Saved data entries
----------
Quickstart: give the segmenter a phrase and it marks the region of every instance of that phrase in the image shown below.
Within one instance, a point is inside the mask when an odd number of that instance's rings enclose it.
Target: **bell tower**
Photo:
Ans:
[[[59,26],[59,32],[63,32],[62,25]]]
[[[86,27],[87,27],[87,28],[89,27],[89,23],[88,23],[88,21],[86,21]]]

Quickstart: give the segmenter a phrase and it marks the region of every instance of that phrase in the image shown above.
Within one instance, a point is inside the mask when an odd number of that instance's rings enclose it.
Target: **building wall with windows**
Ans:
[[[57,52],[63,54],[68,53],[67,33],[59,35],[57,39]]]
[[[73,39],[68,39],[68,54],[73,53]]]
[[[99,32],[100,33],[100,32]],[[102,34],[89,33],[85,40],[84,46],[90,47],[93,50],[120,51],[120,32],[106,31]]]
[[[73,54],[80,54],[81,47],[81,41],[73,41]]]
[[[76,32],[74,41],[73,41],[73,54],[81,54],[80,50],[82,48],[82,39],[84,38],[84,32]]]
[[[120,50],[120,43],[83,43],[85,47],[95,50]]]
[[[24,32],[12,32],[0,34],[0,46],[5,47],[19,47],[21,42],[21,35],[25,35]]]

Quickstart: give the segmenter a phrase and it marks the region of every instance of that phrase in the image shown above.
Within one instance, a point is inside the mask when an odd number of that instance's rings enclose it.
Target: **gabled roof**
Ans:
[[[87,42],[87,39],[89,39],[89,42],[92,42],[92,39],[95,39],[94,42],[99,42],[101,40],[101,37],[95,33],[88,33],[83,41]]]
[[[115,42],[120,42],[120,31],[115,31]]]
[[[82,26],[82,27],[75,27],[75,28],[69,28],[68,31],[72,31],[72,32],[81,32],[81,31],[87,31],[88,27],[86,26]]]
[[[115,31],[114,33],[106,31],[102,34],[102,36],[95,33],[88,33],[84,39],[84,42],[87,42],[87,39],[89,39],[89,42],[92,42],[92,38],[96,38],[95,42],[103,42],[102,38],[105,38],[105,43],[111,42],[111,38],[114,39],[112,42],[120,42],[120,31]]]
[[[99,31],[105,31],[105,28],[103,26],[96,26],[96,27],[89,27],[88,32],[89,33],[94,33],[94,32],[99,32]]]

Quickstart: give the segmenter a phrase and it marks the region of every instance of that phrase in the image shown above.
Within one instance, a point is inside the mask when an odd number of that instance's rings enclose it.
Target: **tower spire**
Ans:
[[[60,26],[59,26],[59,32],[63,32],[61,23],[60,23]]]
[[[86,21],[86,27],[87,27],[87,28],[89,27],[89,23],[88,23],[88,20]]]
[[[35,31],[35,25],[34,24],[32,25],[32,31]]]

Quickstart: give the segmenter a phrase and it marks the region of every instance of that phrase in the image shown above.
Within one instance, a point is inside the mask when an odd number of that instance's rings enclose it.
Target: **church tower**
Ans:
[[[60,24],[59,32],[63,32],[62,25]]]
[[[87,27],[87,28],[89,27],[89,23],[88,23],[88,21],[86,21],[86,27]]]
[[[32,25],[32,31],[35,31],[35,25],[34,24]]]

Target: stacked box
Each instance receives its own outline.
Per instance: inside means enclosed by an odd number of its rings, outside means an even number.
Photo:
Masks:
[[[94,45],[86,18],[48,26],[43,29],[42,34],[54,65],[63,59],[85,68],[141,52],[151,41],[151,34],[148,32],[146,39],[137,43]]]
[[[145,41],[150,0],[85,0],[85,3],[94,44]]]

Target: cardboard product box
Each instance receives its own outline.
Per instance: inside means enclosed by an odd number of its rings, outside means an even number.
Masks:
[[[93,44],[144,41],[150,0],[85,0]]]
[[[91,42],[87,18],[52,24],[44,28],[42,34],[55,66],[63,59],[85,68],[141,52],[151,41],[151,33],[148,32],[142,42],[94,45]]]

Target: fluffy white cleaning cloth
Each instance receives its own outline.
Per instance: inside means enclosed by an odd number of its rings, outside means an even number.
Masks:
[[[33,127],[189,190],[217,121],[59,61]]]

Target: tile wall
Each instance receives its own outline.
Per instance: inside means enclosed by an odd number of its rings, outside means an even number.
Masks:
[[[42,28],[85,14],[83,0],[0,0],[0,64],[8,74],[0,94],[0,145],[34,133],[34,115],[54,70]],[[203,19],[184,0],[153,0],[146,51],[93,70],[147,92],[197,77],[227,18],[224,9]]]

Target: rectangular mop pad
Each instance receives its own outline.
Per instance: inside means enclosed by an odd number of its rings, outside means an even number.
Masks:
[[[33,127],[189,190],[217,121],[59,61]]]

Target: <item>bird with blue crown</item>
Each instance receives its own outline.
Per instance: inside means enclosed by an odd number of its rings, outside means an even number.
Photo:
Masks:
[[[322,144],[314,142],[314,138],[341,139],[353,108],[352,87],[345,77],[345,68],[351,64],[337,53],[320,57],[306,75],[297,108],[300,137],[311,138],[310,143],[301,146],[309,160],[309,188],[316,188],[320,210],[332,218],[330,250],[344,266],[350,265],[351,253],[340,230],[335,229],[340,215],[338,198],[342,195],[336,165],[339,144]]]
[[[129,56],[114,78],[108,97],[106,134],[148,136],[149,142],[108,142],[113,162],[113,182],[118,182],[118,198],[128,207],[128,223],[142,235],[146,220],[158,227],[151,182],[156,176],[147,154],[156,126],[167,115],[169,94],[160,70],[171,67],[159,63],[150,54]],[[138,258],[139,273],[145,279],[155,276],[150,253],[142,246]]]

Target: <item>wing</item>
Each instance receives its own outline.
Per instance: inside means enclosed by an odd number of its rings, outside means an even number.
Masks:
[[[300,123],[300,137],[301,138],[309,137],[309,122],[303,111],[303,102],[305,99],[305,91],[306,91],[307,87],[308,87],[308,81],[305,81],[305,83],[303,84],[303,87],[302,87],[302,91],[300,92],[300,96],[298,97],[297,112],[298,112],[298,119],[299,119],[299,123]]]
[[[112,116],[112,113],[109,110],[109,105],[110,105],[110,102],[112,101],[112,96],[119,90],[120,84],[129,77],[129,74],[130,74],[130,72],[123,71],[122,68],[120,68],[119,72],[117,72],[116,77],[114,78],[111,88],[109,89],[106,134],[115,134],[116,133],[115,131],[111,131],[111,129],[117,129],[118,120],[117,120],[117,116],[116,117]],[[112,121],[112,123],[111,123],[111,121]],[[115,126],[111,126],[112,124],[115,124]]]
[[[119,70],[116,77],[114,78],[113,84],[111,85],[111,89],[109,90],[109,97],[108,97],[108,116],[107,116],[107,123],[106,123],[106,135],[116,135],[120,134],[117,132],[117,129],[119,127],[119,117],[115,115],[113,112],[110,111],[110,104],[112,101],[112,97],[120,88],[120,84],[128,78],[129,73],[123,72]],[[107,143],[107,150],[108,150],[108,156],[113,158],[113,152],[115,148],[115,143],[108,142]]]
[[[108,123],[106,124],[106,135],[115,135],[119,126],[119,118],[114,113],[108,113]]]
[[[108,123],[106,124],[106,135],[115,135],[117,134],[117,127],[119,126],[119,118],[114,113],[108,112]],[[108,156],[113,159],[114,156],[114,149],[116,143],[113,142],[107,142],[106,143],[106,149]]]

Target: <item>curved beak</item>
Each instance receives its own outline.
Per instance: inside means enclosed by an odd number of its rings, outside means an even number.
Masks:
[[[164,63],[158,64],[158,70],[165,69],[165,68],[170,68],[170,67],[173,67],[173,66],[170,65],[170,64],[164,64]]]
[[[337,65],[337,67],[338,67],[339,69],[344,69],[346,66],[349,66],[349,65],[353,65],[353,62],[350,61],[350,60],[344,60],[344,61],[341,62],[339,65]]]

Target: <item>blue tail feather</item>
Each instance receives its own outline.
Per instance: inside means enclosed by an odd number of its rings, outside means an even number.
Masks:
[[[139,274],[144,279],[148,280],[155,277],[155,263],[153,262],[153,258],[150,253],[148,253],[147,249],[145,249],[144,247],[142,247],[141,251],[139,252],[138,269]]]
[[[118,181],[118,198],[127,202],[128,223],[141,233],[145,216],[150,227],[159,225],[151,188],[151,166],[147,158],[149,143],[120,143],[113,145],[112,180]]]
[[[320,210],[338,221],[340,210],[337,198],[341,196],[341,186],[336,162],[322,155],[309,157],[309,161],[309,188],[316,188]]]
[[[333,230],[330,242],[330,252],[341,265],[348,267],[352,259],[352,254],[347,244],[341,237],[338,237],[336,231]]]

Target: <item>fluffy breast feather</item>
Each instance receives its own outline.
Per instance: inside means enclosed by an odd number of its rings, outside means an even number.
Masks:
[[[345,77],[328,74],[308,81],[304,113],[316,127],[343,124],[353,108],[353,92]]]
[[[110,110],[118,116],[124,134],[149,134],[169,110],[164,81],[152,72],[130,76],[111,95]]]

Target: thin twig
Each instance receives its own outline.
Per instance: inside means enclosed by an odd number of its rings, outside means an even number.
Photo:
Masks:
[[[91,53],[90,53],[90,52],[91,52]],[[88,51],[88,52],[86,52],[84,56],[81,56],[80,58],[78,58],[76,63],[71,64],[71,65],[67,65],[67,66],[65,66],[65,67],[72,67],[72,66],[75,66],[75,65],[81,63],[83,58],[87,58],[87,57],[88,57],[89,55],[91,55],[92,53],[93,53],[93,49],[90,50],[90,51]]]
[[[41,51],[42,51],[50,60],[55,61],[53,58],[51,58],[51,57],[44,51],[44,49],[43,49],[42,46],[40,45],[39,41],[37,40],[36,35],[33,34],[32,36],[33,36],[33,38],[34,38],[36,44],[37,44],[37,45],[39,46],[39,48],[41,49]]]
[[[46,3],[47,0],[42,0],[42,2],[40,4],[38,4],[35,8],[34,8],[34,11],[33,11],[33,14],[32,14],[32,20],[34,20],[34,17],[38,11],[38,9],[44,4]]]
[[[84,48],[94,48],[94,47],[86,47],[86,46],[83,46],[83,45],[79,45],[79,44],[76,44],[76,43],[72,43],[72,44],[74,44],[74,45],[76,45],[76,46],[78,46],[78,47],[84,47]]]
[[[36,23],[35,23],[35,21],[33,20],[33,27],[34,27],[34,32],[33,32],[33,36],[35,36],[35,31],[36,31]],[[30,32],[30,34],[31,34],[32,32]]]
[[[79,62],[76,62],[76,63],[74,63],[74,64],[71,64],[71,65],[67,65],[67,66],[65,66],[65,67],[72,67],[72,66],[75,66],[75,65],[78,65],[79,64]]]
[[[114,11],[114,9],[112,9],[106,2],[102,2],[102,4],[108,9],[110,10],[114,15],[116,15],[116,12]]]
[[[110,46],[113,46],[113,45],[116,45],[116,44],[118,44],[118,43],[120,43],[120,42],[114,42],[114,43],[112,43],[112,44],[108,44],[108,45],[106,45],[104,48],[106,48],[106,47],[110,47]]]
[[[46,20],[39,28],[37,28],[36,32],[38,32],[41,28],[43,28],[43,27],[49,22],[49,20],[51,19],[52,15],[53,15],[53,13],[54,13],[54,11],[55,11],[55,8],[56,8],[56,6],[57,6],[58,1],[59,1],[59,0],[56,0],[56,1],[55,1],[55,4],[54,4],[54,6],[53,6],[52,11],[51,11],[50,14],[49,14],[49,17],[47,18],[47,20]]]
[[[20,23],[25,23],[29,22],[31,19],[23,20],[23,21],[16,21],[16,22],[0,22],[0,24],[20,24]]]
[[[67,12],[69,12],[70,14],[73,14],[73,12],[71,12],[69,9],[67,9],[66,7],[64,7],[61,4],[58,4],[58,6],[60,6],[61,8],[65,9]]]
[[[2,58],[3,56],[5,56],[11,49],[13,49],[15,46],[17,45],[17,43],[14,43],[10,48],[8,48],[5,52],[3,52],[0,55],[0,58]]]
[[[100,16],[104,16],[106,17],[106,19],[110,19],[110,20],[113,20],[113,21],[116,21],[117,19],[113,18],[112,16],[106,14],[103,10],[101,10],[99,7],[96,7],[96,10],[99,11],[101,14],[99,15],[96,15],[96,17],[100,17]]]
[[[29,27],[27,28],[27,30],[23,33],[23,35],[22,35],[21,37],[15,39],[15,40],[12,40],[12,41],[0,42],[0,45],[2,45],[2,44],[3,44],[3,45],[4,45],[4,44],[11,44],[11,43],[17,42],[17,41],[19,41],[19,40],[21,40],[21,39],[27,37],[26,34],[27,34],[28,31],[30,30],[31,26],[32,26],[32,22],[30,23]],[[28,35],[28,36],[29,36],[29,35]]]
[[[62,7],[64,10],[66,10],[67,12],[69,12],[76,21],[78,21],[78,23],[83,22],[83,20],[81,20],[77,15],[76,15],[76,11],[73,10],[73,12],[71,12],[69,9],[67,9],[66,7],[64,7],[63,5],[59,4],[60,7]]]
----------
» Problem requirements:
Once you have read through the entries, say how many of their lines include the string "feather" and give nothing but that number.

» Exercise response:
2